» **WHAT TO WORK ON**:
1. In the forum post about checkpoint saves in CoG games, what refund window does the summarized hypothesis give for Google Play?
2. Extend the forum post on CoG's checkpoint saves and refund incentives, picking up after its final sentence.

» **DOCUMENT SEGMENT**:
┏━━
I didn’t say it was either of those things… just that it’s not likely to be a significant enough trend to back up your speculation that it’s the reason CoG doesn’t have more checkpoint saves.

Unpacking that speculation

Look, if I understand correctly, your hypothesis there ran along these liines:

  1. It’s good business sense for CoG to try to reduce the number of people who request a Steam refund in their first hour of play (or within 48 hours of purchase on Google Play).

  2. Anything CoG does that
    (a) increases the time it takes even speed-readers to finish reading through a game 1-2 times, or
    (b) delays the moment when readers discover that they don’t like a game,
    will result in fewer people requesting a refund within that automatic eligibility period.

  3. Forcing people to replay from scratch if they want to try a different path through the game achieves 2(a) and maybe also 2(b).

  4. Forcing people to replay from scratch if they made a choice whose outcome they don’t like also achieves 2(a) and maybe also 2(b).

  5. But if checkpoint saves were more common, people wouldn’t have to replay from scratch.

  6. Therefore CoG discourages checkpoint saves out of business interest – all the more so since (arguably) their formula has gotten stale and the games they release less popular.

Let me know if anything in that summary is a misreading. If not, I agree, it doesn’t come out of nowhere. 1 and 2, at any rate, are clearly true. I’m sure there are speed readers who go on to ask for refunds, and I can imagine that a few of them sometimes get caught out with games they don’t quite finish in time.

But of course forcing people to replay the game from scratch if they made a choice they dislike also really pisses some people off. Some share of those people will immediately rage-quit and demand a refund. By your original hypothesis, CoG thinks it’s in its business interest to have a system that generates an increased number of those rage-refunds in exchange for the refunds it’s saving through Steps 3 and 4 above.

If so, that strikes me as a pretty poor business strategem, not a clever one. The people you’d be trying to catch on Step 3 above, who want to read the game more than once (but only for an hour or two and then never again) without paying for it? Whisper it softly, but there are other ways they can do that already. :slight_smile: So the refunds you’re preventing there are from speed readers who want their CoGs for free but are unfamiliar with pirate apk sites – not a demographic big enough that CoG should be shaping its strategy around it. Step 4, meanwhile, seems likely to be one where you’re actually pushing a share of your readers to a point where they decide early that they don’t like the game – the exact opposite of 2(b).

So yeah, I don’t think you’re making anything up, just that you’ve misjudged where the incentives lie, and that it’s very unlikely that you’ve hit on a covert financial incentive for CoG’s unenthusiastic attitude toward saves.
┗━━
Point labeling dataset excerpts
┏━━
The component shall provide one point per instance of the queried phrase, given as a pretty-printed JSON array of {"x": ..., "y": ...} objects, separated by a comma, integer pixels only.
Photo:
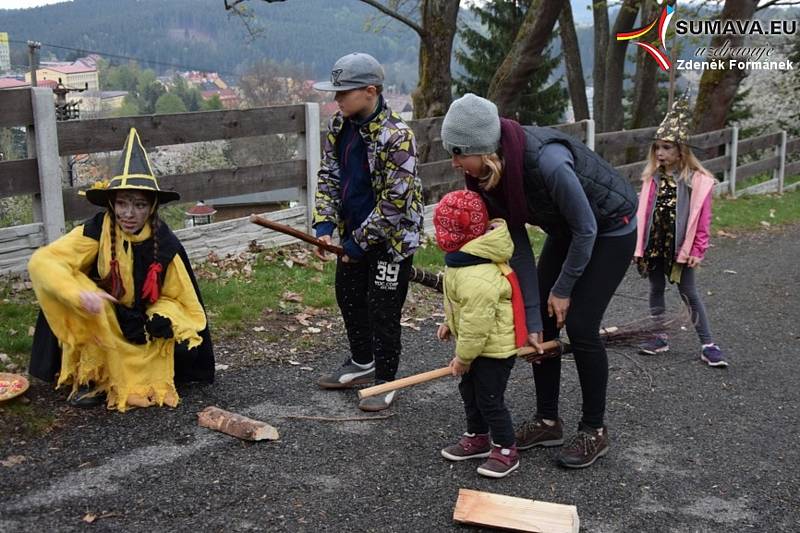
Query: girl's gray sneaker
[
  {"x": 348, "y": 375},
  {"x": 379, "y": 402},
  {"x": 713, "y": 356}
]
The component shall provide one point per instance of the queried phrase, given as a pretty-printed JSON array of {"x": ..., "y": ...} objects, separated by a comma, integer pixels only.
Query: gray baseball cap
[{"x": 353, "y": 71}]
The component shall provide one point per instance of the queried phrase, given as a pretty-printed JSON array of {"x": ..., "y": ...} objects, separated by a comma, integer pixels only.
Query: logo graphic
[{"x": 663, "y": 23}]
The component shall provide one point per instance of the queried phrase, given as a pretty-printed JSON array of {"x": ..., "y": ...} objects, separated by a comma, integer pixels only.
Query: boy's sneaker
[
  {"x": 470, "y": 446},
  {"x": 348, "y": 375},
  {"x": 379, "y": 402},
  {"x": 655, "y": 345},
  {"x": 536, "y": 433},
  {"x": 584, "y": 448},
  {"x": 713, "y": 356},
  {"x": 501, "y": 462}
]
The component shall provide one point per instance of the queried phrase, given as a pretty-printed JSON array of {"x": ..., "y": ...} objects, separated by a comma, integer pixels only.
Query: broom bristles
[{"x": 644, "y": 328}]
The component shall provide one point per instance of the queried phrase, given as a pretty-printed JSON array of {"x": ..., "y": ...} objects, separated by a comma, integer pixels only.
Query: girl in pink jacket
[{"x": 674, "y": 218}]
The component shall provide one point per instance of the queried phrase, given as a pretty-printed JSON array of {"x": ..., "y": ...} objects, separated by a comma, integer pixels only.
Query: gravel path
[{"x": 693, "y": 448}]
┗━━
» **RESPONSES TO THE TASKS**:
1. Within 48 hours of purchase.

2.
It may be worth noting that CoG’s own policy on refunds has no time limit, which one might have expected if they were intentionally chasing the incentives you speculated about. Rather, they’ll refund two games for any reason, no questions asked. That points to a different (more common and frankly more sensible) business strategy, where the overarching goal isn’t refund minimization. Rather, making the first few refunds easy encourages people to buy games they’re not sure about, on the promise that they can give it back if they don’t like it past the demo period.

Anyway. I don’t know if when you went on to refer to common online complaints, you were thinking about some that supported your original point, or whether you were moving the goalposts to argue about the second thing I said… that even though the rage-quitters likely outnumber the refund-requesters you were speculating about, their refund requests are probably also not hugely important in the scheme of things.

I’ll cheerfully stick by that. You can’t reach every audience; you can’t prevent every refund; you need to know what you’re trying to create, so that you can distinguish your actual core audience from the multitude of loud voices online. CoG has achieved a still-growing audience with what it offers; it should focus on creating and sustaining a distinctive player experience, and try to build its brand around it. If the core experience/brand it has been profitably developing is “consequential choice,” then for it to put in save-at-will or a back button would be like Fromsoft putting in a full-on easy mode. (And before another wave of people jump in to wave Elden Ring at me, yes, it shows that once the brand is well established, you can ease up a bit on the more exacting aspects of the brand. Maybe wider use of checkpoint saves could count as an equivalent here? :slight_smile: )

Congratulations!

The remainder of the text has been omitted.